YOUR INSTRUCTIONS:
Lay out the material from its first line up to and including the line that contains "0,504,274,703" as a JSON list of strings, one string per line, leaving out blank lines.

[START AVAILABLE DATA]

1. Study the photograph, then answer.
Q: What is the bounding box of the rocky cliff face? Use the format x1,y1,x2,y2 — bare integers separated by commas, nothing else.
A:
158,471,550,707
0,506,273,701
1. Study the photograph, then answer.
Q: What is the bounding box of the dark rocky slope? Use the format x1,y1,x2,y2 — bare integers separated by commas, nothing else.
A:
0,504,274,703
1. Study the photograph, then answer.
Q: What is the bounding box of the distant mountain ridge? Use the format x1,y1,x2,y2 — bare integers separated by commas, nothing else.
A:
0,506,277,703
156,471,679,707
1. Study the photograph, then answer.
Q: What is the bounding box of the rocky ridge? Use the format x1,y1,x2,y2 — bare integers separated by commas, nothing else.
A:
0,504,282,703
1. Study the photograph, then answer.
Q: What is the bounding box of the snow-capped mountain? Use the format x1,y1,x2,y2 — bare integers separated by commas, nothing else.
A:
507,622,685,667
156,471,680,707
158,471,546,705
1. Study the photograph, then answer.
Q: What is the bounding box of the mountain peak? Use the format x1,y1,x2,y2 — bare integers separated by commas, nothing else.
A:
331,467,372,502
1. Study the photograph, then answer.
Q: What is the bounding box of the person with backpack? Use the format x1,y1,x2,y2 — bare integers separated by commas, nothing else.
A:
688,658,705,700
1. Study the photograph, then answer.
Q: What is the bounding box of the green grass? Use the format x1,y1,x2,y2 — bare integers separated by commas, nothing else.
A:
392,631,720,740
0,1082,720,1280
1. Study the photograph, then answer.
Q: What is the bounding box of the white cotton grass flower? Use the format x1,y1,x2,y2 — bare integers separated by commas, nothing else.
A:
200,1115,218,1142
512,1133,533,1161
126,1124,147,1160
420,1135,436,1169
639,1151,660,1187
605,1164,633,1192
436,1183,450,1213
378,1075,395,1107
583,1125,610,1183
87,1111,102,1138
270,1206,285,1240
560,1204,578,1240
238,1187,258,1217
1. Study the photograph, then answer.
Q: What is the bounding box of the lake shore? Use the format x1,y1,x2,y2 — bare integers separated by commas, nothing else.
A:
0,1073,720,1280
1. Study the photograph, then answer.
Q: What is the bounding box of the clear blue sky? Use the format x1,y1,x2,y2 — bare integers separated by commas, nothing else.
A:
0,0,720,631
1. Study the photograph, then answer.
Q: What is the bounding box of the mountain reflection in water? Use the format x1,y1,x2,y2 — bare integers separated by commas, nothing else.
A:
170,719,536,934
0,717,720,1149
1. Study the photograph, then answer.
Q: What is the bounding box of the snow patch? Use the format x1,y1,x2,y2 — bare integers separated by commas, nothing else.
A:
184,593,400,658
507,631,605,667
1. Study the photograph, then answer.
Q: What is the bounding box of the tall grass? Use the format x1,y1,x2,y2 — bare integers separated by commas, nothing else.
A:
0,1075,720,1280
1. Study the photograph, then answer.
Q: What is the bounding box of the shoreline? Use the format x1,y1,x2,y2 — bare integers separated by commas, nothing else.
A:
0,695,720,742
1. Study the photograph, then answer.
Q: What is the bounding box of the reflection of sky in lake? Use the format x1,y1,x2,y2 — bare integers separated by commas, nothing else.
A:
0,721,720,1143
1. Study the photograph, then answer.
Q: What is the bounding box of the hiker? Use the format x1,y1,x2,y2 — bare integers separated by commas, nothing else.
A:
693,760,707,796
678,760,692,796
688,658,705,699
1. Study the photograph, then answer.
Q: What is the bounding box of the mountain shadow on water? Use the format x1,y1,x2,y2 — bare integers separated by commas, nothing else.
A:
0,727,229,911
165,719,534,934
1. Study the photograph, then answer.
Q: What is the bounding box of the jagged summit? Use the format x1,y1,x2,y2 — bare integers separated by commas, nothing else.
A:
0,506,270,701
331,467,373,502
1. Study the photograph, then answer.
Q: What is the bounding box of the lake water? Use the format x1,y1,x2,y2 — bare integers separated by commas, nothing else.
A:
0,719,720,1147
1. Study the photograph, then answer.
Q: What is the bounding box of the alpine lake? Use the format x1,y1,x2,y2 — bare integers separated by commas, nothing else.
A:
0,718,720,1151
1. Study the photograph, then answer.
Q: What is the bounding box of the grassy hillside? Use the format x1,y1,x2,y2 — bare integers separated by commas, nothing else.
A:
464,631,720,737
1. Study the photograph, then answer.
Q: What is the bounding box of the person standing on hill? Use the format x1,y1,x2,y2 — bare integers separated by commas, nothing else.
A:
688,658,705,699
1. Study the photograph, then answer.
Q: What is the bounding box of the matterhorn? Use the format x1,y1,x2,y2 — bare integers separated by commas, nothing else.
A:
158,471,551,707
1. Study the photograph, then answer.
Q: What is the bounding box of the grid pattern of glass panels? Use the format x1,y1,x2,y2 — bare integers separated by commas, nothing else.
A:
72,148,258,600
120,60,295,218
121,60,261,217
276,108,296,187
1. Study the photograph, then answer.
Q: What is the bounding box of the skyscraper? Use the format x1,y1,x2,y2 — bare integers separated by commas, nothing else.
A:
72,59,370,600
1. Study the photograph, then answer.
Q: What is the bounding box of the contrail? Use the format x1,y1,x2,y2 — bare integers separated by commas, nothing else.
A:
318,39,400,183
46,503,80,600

[END AVAILABLE DATA]

WORKED SOLUTION:
[
  "1. Study the photograph, then answer.",
  "Q: What is the bounding box of the rocky cliff face? Use the format x1,y1,x2,y2 — bare integers separated by commas, nothing else.",
  "A:",
  "158,471,550,707",
  "0,506,273,701",
  "1. Study the photograph, then answer.",
  "Q: What is the bounding box of the dark rocky slope? Use the format x1,y1,x2,y2 — bare integers separated by commas, nothing else.",
  "A:",
  "0,504,274,703"
]